▶ [Work to complete]
Copy out every line of the data exactly; do not include the images.

Dataset entries
○ ○ ○ ○
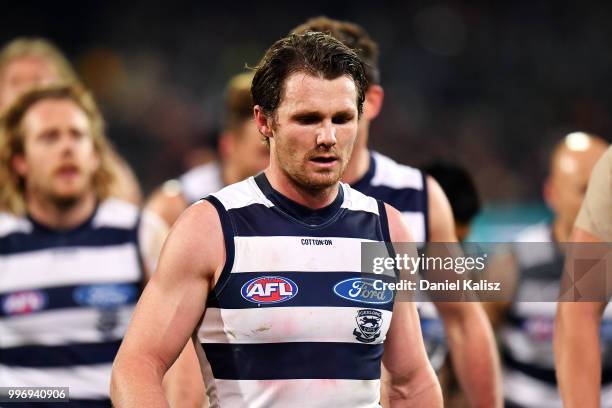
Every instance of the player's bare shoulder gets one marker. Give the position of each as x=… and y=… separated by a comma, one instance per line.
x=195, y=243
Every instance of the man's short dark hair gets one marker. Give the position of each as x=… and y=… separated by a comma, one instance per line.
x=313, y=53
x=353, y=36
x=458, y=187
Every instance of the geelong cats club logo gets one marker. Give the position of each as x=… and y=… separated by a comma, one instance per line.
x=369, y=322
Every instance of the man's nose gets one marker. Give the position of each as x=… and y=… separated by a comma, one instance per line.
x=327, y=134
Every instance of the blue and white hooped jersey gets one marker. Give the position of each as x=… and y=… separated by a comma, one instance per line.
x=405, y=188
x=281, y=328
x=65, y=300
x=526, y=337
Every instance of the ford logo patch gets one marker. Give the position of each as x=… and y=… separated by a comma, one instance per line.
x=269, y=289
x=105, y=296
x=362, y=290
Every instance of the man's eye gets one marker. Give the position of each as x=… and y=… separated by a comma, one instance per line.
x=48, y=137
x=342, y=119
x=308, y=119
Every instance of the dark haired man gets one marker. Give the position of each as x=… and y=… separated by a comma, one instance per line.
x=426, y=210
x=240, y=273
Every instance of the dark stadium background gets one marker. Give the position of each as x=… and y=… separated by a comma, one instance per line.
x=492, y=85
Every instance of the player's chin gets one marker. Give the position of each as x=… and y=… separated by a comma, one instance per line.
x=68, y=194
x=324, y=179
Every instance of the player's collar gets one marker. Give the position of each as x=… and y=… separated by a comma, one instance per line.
x=302, y=213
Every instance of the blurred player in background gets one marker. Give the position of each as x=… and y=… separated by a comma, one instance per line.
x=72, y=259
x=426, y=210
x=460, y=189
x=241, y=150
x=242, y=154
x=286, y=339
x=578, y=348
x=525, y=325
x=29, y=62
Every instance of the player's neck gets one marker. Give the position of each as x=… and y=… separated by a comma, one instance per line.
x=57, y=216
x=561, y=230
x=358, y=165
x=313, y=199
x=230, y=174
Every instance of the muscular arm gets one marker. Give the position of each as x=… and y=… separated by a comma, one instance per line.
x=576, y=344
x=169, y=309
x=183, y=384
x=411, y=380
x=469, y=334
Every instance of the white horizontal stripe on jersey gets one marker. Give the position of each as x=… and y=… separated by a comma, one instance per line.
x=60, y=327
x=242, y=194
x=10, y=224
x=115, y=213
x=357, y=201
x=69, y=266
x=298, y=254
x=310, y=393
x=85, y=382
x=278, y=325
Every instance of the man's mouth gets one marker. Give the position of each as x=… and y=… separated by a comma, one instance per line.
x=67, y=170
x=325, y=160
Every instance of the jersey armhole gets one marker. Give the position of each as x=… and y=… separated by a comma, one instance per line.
x=425, y=205
x=384, y=221
x=386, y=233
x=228, y=239
x=142, y=278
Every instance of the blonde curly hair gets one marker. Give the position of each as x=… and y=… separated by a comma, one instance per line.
x=12, y=190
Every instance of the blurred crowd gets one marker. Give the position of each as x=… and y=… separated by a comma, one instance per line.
x=492, y=86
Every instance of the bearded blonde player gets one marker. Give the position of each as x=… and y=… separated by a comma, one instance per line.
x=30, y=62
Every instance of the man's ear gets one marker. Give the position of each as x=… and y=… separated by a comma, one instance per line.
x=263, y=123
x=373, y=101
x=226, y=145
x=19, y=165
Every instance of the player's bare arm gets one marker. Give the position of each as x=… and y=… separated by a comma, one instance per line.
x=412, y=381
x=577, y=345
x=469, y=333
x=169, y=308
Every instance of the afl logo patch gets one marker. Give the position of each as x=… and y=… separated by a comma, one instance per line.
x=269, y=289
x=369, y=322
x=25, y=302
x=363, y=290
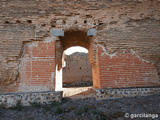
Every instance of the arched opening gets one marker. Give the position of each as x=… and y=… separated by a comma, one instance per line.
x=71, y=46
x=76, y=70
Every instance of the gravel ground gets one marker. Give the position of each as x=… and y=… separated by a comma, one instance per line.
x=87, y=109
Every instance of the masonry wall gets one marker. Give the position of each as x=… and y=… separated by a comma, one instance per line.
x=122, y=26
x=77, y=71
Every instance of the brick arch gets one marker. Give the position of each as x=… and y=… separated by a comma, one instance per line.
x=75, y=37
x=72, y=37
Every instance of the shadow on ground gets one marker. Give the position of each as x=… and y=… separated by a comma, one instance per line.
x=85, y=109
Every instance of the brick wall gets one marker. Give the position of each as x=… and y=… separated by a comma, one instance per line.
x=77, y=71
x=37, y=69
x=125, y=69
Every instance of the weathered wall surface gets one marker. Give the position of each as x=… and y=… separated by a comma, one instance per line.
x=121, y=25
x=29, y=98
x=77, y=70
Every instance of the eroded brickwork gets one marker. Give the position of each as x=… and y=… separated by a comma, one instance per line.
x=77, y=71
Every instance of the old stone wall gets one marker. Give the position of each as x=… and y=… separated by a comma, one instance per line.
x=127, y=27
x=77, y=71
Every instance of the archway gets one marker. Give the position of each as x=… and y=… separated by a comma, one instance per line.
x=70, y=39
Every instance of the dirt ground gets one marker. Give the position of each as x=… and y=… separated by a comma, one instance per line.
x=88, y=109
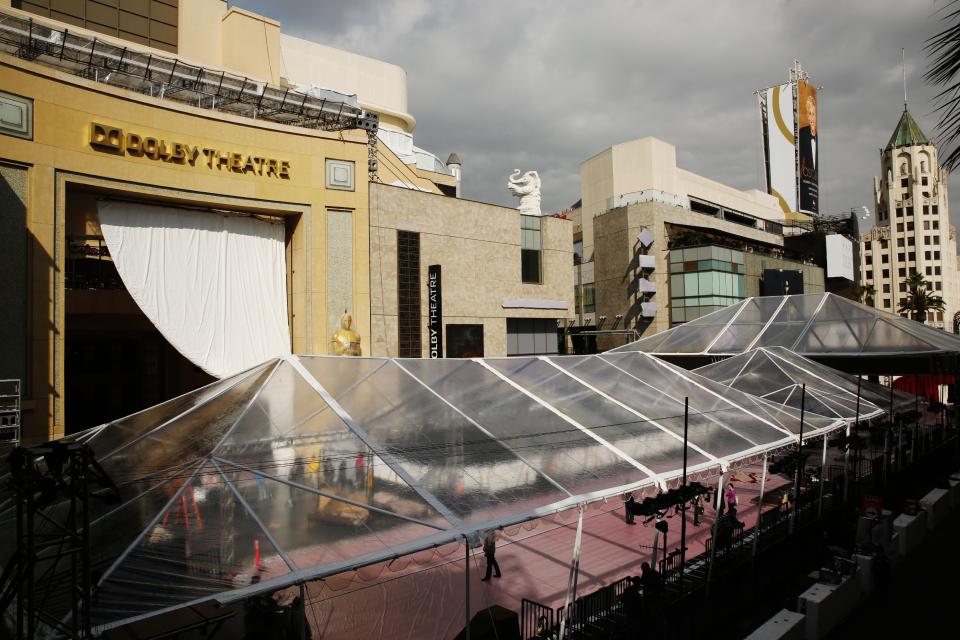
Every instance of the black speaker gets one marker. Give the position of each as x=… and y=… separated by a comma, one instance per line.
○ ○ ○ ○
▶ [Exercise result]
Every instance of the player's bare shoulder gets one marker. Give the position of each as x=… and y=… separated by a comma, one instance per line.
x=195, y=243
Every instance of the man's short dark hair gets one marker. Give the position of each as x=… and y=… separated by a comma, one instance per line.
x=313, y=53
x=353, y=36
x=458, y=187
Every instance of the geelong cats club logo gets one marker. Give the position of each as x=… and y=… separated by a comma, one instance per line.
x=369, y=322
Every instance of the man's nose gets one marker. Give the position of each as x=… and y=… separated by a comma, one instance per line.
x=327, y=134
Every instance of the blue and white hooped jersey gets one marker. Give the position of each as x=… and y=… separated by a comma, one instance per line.
x=405, y=188
x=281, y=328
x=65, y=300
x=526, y=337
Every instance of the ford logo patch gets one marker. Give the position of each as x=… and y=… separated by a comma, one instance per line.
x=269, y=289
x=105, y=296
x=362, y=290
Every instance of the man's eye gets one marker. Give the position of each as x=… and y=… separated by a comma, one instance per line.
x=48, y=137
x=342, y=119
x=308, y=119
Every instance of the dark haired man gets one marker. Give the position of each as x=… and y=… separated by a comma, one instance per line.
x=426, y=210
x=240, y=273
Every instance of the dark stadium background gets one marker. Give the position of each as x=… and y=… separated by a comma, one instance per line.
x=492, y=85
Every instance of the player's chin gets one marker. Give the position of each as x=… and y=… separated by a comma, one instance per line.
x=68, y=194
x=324, y=179
Every instance of the player's collar gets one marker. Give the position of each as x=… and y=… separated by a comma, one instance per line.
x=302, y=213
Every instance of the blurred player in background gets one marker. Give the position of each as x=… and y=… separated by a comma, one instance per line.
x=72, y=259
x=426, y=210
x=460, y=189
x=241, y=150
x=242, y=154
x=286, y=339
x=578, y=348
x=525, y=325
x=29, y=62
Every instance of the player's neck gets one marker. Give the position of each as x=… and y=… separated by a comma, one instance per line.
x=57, y=216
x=561, y=230
x=358, y=165
x=313, y=199
x=230, y=174
Every instance of the muscular arm gets one marker. Give the position of each as x=… and y=… separated by a comma, one instance per line.
x=576, y=344
x=169, y=309
x=183, y=384
x=411, y=380
x=469, y=334
Every instance of the white horizontal stripe on jersey gets one marker. Give the position of each as x=… and y=… separated by a comma, one instance per line.
x=60, y=327
x=242, y=194
x=10, y=224
x=115, y=213
x=357, y=201
x=69, y=266
x=298, y=254
x=310, y=393
x=85, y=382
x=278, y=325
Every instance of the man's mouth gets one marker. Give the position of each as x=… and y=… separated by a comma, one instance per line.
x=67, y=170
x=325, y=160
Every instance of the jersey armhole gets one marker. Give the position of each as x=… and y=… separated by a comma, one instance per line.
x=425, y=205
x=384, y=221
x=386, y=233
x=228, y=239
x=142, y=278
Every instance of the blonde curly hair gets one marker. Give the position of each as x=… and y=… separated by a comma, one instance per line.
x=12, y=190
Every instance of the blurred crowd gets one marker. Give the position of each as x=… and y=… separated by a comma, one instance per line.
x=492, y=86
Every instance of the bearded blonde player gets one marker. Give the position of each as x=… and y=… separated by a comma, one instance per line.
x=30, y=62
Every instance of the man's ear gets one marker. Give the position of each as x=… and y=… separated by a comma, one instance per line.
x=263, y=123
x=373, y=101
x=226, y=145
x=19, y=165
Every instance of the player's bare arm gets one marker. Give the position of each as x=… and y=… separated by a comma, one instance per line.
x=412, y=381
x=577, y=345
x=469, y=333
x=169, y=308
Every instance of the afl logo patch gets one marker. Give the position of each as x=… and y=… separated by a comma, one instance per line.
x=269, y=289
x=369, y=322
x=25, y=302
x=363, y=290
Every instance of the arched opening gets one marker. Give the position of each as x=… and y=… separated by a comma, one instance per line.
x=71, y=46
x=76, y=70
Every instance of the gravel ground gets one marker. Give the position of each as x=… and y=… separated by a comma, one instance per line.
x=87, y=109
Every instance of the masonry wall gets one marker. Give the position of each as x=… and y=… separated by a comma, one instance per line.
x=122, y=26
x=77, y=71
Every instance of the brick arch gets one marker. Give the position of each as x=… and y=… separated by a comma, one instance per line.
x=75, y=37
x=72, y=37
Every instance of the shadow on ground gets one marker. Give the position of each as x=… and y=… separated by a comma, one instance per line.
x=85, y=109
Every instance of the brick wall gets one marker. Give the position of each as x=… and y=… separated by a comma, one instance per line.
x=77, y=71
x=37, y=69
x=125, y=69
Every instance of the weathered wall surface gets one marker. Give the position of each as x=… and y=… separated by a comma, one instance per line.
x=121, y=25
x=29, y=98
x=77, y=70
Every instance of the eroded brickwork gets one marker. Give the position of each as x=… and y=… separated by a comma, one instance per line.
x=77, y=71
Every instance of the old stone wall gets one marker. Give the position of each as x=… and y=… separated by a comma, one instance per line.
x=127, y=27
x=77, y=71
Every instance of the archway gets one marker. Give the position of each as x=… and y=… separated by a comma, one instance per line.
x=70, y=39
Every instance of the dirt ground gets one marker. Give the position of each as x=… and y=… separated by a comma, one instance per line.
x=88, y=109
Every instance of the black speaker gets one marker. Give the position of each as x=… and y=… separated by a comma, one instance per line.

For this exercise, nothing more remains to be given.